#### Records for processing

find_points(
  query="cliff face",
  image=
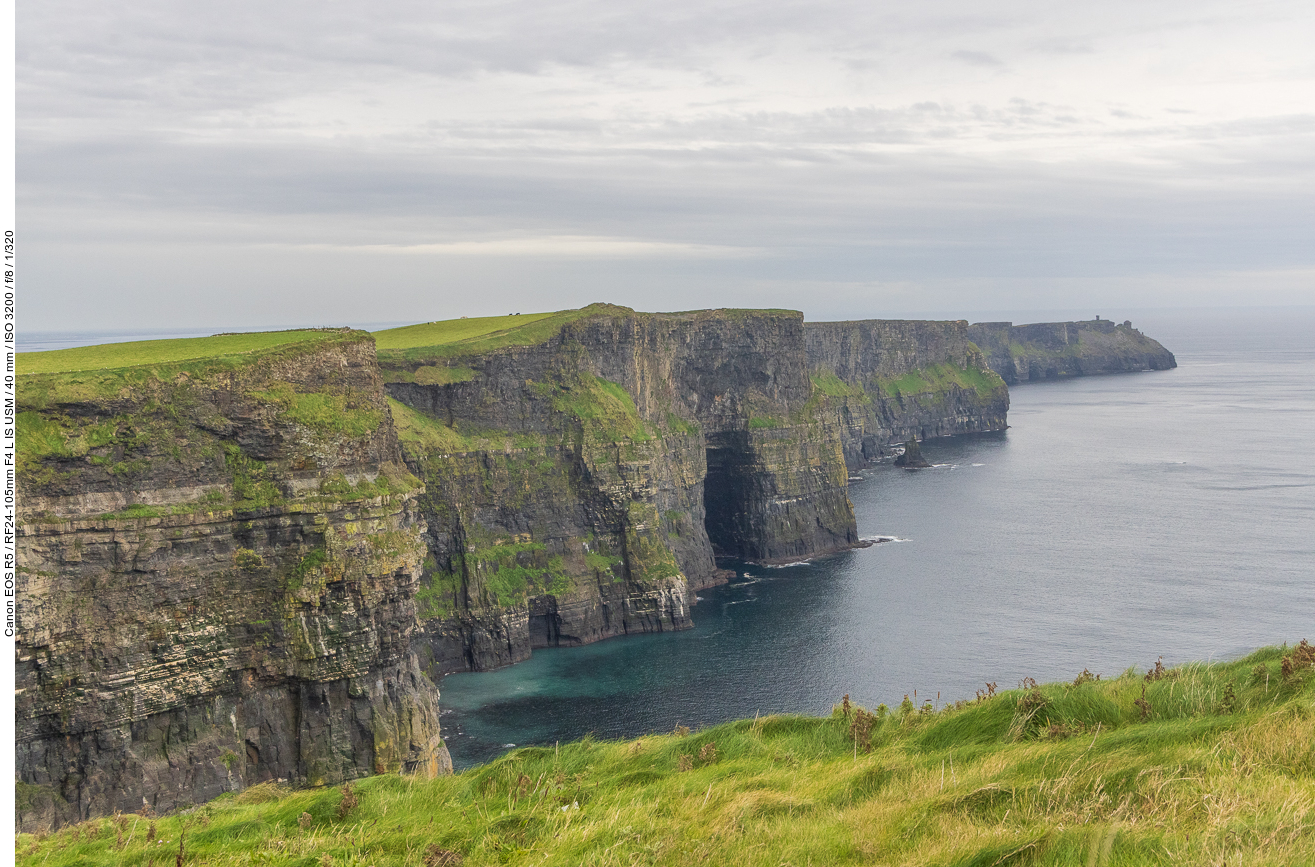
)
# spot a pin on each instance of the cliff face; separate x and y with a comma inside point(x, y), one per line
point(1048, 350)
point(889, 380)
point(242, 567)
point(216, 586)
point(579, 487)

########

- Directions: Drop the images and repeat the data exactly.

- Reply:
find_points(
  query="cliff face",
  image=
)
# spot a pin on each instance of the cliff face; separate x and y with a comma inside point(x, y), one per line
point(1048, 350)
point(889, 380)
point(242, 567)
point(216, 586)
point(579, 487)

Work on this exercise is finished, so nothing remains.